**EXTRACTED ENTRIES**.

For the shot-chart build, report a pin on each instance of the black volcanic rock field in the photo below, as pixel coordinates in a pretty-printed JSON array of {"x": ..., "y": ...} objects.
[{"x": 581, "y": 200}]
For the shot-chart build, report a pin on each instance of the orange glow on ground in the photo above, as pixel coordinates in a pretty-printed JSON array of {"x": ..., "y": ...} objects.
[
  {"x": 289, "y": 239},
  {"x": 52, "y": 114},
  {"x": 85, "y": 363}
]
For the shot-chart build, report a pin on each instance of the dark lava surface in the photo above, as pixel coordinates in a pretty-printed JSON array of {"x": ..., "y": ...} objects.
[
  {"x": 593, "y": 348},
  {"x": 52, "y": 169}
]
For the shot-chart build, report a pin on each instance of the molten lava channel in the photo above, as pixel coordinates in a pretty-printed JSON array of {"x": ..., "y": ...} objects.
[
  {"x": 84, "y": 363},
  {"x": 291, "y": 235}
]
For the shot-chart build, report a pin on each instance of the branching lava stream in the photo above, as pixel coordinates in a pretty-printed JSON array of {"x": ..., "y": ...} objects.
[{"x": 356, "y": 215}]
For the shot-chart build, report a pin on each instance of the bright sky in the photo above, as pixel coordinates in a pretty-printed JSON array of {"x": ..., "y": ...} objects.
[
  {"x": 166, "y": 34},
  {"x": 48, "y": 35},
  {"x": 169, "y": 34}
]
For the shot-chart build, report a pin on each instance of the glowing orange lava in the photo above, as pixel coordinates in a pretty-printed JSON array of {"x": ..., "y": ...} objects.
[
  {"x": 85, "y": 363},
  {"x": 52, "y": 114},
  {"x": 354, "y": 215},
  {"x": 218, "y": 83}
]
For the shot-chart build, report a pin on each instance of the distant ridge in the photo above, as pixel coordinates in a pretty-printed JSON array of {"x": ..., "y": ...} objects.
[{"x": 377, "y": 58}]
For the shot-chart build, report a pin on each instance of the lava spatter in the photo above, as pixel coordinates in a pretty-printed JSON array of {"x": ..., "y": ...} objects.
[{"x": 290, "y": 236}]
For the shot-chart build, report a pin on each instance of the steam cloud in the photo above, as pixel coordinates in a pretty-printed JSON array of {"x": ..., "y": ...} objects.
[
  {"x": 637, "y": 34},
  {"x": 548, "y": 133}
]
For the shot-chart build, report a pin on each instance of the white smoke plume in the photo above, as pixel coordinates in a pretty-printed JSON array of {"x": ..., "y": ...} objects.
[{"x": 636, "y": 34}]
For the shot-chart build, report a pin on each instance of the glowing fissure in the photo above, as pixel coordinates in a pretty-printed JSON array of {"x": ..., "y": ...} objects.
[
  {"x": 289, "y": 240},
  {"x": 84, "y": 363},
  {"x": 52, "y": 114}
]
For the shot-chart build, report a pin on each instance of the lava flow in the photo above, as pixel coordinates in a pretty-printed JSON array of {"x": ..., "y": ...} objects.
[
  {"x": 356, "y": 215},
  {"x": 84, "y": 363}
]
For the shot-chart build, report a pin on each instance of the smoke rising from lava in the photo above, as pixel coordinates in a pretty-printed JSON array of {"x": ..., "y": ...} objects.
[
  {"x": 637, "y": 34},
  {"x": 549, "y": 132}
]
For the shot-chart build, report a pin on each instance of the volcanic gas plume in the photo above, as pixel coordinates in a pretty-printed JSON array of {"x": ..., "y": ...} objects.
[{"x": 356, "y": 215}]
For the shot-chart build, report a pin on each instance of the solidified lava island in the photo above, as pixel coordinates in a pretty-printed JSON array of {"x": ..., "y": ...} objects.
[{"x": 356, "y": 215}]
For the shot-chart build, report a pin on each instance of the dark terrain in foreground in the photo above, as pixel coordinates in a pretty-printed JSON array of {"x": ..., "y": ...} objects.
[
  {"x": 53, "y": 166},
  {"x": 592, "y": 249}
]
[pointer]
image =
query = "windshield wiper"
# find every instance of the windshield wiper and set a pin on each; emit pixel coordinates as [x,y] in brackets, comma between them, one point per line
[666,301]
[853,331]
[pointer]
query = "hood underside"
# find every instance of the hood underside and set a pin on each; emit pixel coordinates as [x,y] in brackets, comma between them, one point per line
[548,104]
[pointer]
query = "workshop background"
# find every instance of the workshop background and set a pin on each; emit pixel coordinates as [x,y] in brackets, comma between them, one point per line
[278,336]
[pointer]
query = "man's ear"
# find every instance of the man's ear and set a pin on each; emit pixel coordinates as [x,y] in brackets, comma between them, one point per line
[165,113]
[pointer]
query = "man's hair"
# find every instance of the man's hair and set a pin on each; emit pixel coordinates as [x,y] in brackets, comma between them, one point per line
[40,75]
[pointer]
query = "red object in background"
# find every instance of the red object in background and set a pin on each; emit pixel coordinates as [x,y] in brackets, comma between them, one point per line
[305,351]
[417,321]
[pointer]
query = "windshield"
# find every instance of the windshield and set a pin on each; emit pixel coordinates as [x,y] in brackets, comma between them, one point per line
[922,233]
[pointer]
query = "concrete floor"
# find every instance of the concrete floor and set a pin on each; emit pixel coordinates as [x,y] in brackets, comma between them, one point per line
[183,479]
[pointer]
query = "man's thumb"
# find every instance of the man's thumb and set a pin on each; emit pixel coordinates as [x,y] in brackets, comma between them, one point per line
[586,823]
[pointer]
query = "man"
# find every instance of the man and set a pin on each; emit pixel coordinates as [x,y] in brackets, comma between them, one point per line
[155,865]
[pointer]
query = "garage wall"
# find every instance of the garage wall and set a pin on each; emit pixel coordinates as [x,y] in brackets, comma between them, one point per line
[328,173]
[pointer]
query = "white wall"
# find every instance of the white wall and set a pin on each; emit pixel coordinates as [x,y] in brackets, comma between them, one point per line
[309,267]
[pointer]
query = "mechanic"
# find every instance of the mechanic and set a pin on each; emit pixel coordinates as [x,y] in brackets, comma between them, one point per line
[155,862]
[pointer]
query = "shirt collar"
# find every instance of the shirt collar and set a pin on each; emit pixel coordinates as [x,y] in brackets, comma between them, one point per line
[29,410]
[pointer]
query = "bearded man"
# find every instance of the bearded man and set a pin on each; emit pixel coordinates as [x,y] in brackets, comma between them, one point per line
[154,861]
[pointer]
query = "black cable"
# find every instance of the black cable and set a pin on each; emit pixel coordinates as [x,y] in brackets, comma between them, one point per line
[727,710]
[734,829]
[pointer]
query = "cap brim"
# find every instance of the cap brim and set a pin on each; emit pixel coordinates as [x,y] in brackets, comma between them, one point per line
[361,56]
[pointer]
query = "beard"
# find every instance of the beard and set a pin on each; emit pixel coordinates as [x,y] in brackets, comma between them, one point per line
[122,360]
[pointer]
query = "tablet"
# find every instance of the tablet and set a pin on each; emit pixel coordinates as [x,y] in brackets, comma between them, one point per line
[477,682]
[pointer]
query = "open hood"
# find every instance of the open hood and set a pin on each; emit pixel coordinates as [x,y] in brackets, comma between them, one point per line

**YOUR TASK**. Copy all of the data exactly.

**THE REPLY**.
For the shot-chart build, report a pin on each instance of the black volcanic rock field in the photo below, as pixel coordinates in a pretty-printed JSON array of {"x": ..., "y": ...} objects.
[{"x": 581, "y": 200}]
For the shot-chart build, report a pin on each instance of the orange glow on ground in the photo above, as pixel coordinates in a pretty-printed JSON array of {"x": ..., "y": ...} objects.
[
  {"x": 289, "y": 239},
  {"x": 52, "y": 114},
  {"x": 85, "y": 363}
]
For the shot-chart build, report a pin on each instance of the dark lava surface in the photo above, as pixel coordinates in a pretty-printed JSON array of {"x": ..., "y": ...} objects.
[
  {"x": 593, "y": 348},
  {"x": 52, "y": 169}
]
For the shot-chart build, report a pin on each instance of the molten lava channel in the photo above, as pixel coordinates in a pretty-printed JSON array of {"x": ..., "y": ...} objects.
[
  {"x": 84, "y": 363},
  {"x": 291, "y": 235}
]
For the shot-chart build, report a pin on each instance of the branching lava stream in the photo above, as pixel coordinates in a pretty-printed JSON array of {"x": ..., "y": ...} objects.
[{"x": 356, "y": 215}]
For the shot-chart build, report a pin on each instance of the bright sky in the photo above, as pixel coordinates in a pretty-printed JSON array of {"x": ..., "y": ...} objects.
[
  {"x": 166, "y": 34},
  {"x": 48, "y": 35},
  {"x": 169, "y": 34}
]
For the shot-chart build, report a pin on each instance of the glowing orange lava in the photo above, as pixel coordinates in a pretty-printed JSON array of {"x": ..., "y": ...} objects.
[
  {"x": 85, "y": 363},
  {"x": 52, "y": 114},
  {"x": 354, "y": 215},
  {"x": 218, "y": 83}
]
For the shot-chart build, report a pin on each instance of the distant ridge in the photo above, as pixel coordinates in a pretty-printed JSON array of {"x": ..., "y": ...} objects.
[{"x": 377, "y": 58}]
For the shot-chart build, report a pin on each instance of the lava spatter in the photo above, as pixel coordinates in a pretty-printed JSON array of {"x": ..., "y": ...} objects.
[{"x": 290, "y": 236}]
For the shot-chart build, report a pin on each instance of the steam cloud in the photo above, as pixel coordinates in a pretty-printed JSON array of {"x": ..., "y": ...} objects.
[
  {"x": 637, "y": 34},
  {"x": 548, "y": 133}
]
For the shot-chart build, report a pin on each instance of the white smoke plume in the photo above, as pixel coordinates in a pretty-printed JSON array of {"x": ..., "y": ...} objects.
[{"x": 636, "y": 34}]
For the shot-chart build, report a pin on each instance of the glowing fissure in the photo above, as pixel coordinates in a pretty-printed JSON array of {"x": ..., "y": ...} objects.
[
  {"x": 289, "y": 240},
  {"x": 84, "y": 363},
  {"x": 52, "y": 114}
]
For the shot-chart build, report a pin on each instance of the lava flow in the photo above, as pixel coordinates in a pretty-printed JSON array of {"x": ..., "y": ...} objects.
[
  {"x": 356, "y": 215},
  {"x": 84, "y": 363}
]
For the shot-chart build, report a pin on each instance of the smoke rising from lava in the photo above, as pixel coordinates in a pretty-printed JSON array of {"x": ..., "y": ...} objects.
[
  {"x": 637, "y": 34},
  {"x": 549, "y": 132}
]
For the shot-chart build, report a pin on each instance of the volcanic gas plume in the photo above, as pixel coordinates in a pretty-printed JSON array of {"x": ..., "y": ...} objects.
[{"x": 356, "y": 215}]
For the shot-chart build, report a pin on each instance of the solidified lava island in the photo above, as pixel coordinates in a pretty-printed JSON array of {"x": ..., "y": ...} objects.
[{"x": 356, "y": 215}]
For the shot-chart build, report a pin on each instance of the dark terrain in foreground in the photo above, as pixel coordinates in a pretty-printed JSON array of {"x": ..., "y": ...} objects.
[
  {"x": 53, "y": 166},
  {"x": 592, "y": 249}
]
[pointer]
image =
query = "windshield wiper"
# find every instance of the windshield wiper and set a pin on each; emit pixel coordinates as [x,y] in brackets, comma between them, one point per line
[666,301]
[853,331]
[pointer]
query = "hood underside"
# find every instance of the hood underside and set a pin on each; emit pixel coordinates as [x,y] in brackets, comma between them, one point per line
[548,104]
[pointer]
query = "workshop background"
# find every instance of the workshop background and set a pin on each; emit pixel coordinates as [x,y] in brackets, comma between them, one point per line
[278,336]
[pointer]
query = "man's ear"
# find every instance of the man's ear and set a pin on each; emit pixel coordinates as [x,y] in brackets, comma between them, one point per line
[165,113]
[pointer]
query = "man's hair"
# find every instance of the man's hair and set a pin on each; emit pixel coordinates as [x,y] in brackets, comma between them, one point per line
[40,75]
[pointer]
query = "red object in background"
# find every instance of the red object in background and set a pin on each; emit pixel coordinates as [x,y] in brackets, comma between them, one point per line
[305,351]
[417,321]
[pointer]
query = "windshield"
# find every instance of the windshield and set a pin on each; emit pixel coordinates as [x,y] in brackets, comma between them, one point per line
[922,233]
[pointer]
query = "concrete floor"
# find every instance of the concrete floor and set a pin on each; emit pixel coordinates as [x,y] in brackets, comma between them, one point per line
[183,479]
[pointer]
query = "man's thumb"
# find every instance of the man's thumb and set a pin on each; emit pixel coordinates as [x,y] in brackets, comma between them, one point per line
[586,823]
[pointer]
query = "man"
# find every instance of the man and set a pin on each; emit pixel coordinates as [x,y] in brackets, comma between them, one point per line
[155,865]
[pointer]
query = "garage wall"
# find every instance of the garage wall and set a pin on each; emit pixel coordinates as [x,y] in brackets, comma between them, one point per line
[328,173]
[pointer]
query = "white wall"
# find every instance of the white wall and set a pin on each; emit pixel coordinates as [x,y] in brackets, comma between them, one point per line
[309,267]
[pointer]
query = "mechanic"
# find every instance of the mechanic and set a pin on each; emit pixel coordinates as [x,y] in brackets, comma between them, one point per line
[155,862]
[pointer]
query = "shirt collar"
# find every instance of the shirt collar and set a pin on each; emit pixel coordinates as [x,y] in brackets, comma between them, one point per line
[29,410]
[pointer]
query = "bearded man"
# find every instance of the bearded man and set a pin on each; emit pixel coordinates as [x,y] in brackets, comma between them, one point per line
[154,861]
[pointer]
query = "black cable"
# find every instance of the black cable and set a pin on each; emit pixel coordinates as [x,y] in brackets, comma between them, one point per line
[727,710]
[734,829]
[pointer]
query = "cap brim"
# find every instance of the cap brim and set a pin on each; emit pixel coordinates as [x,y] in brackets, comma between them, one point per line
[361,56]
[pointer]
query = "beard"
# find every instance of the beard and set a pin on each; emit pixel coordinates as [x,y] in brackets, comma between them, one point per line
[122,360]
[pointer]
query = "tablet"
# find every instance of the tablet and set a pin on each; emit pixel coordinates as [x,y] in brackets, comma between them, one point per line
[477,682]
[pointer]
query = "open hood"
# find every instance of the open hood and set a pin on each; emit pixel coordinates as [x,y] in brackets, comma between them, one point per line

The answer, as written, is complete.